**Task inputs**
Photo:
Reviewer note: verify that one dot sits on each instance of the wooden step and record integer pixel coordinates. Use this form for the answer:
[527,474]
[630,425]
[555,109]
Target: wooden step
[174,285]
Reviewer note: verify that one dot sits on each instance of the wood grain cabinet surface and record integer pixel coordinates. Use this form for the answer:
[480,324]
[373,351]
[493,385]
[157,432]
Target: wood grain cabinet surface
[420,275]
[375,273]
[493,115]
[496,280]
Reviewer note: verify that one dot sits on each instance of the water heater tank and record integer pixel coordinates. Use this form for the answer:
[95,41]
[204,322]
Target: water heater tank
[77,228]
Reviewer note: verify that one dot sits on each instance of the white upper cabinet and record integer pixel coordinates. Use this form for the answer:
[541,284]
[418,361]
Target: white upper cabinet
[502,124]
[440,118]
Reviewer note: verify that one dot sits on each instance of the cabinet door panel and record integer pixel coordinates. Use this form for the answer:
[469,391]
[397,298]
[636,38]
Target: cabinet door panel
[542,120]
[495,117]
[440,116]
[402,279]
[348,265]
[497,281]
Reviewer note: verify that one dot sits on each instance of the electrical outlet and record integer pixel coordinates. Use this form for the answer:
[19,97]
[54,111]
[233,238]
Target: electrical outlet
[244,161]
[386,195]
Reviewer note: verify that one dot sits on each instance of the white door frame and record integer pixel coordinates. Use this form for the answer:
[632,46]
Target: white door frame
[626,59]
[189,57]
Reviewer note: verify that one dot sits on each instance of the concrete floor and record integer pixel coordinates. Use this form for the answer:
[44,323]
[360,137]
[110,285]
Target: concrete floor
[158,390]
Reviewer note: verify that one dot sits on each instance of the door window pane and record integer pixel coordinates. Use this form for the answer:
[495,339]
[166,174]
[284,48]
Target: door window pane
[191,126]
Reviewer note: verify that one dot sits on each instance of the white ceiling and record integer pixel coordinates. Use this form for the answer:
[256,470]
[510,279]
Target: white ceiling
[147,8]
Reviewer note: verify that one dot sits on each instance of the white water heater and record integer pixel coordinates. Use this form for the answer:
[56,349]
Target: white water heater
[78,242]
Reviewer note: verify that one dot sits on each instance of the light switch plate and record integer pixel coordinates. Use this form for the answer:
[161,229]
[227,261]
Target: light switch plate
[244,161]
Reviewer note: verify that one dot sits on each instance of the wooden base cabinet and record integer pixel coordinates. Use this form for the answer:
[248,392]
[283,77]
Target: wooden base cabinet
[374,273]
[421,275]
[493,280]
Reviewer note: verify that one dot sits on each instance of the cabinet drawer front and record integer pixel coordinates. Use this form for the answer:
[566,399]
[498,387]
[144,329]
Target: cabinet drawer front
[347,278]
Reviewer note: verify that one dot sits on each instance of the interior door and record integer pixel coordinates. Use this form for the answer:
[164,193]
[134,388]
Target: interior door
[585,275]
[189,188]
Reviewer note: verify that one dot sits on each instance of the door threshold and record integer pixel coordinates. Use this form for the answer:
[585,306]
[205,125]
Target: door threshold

**What you have to do**
Make a tally of the lines in this data that include the string "threshold", and answer with that tally alone.

**Exercise answer**
2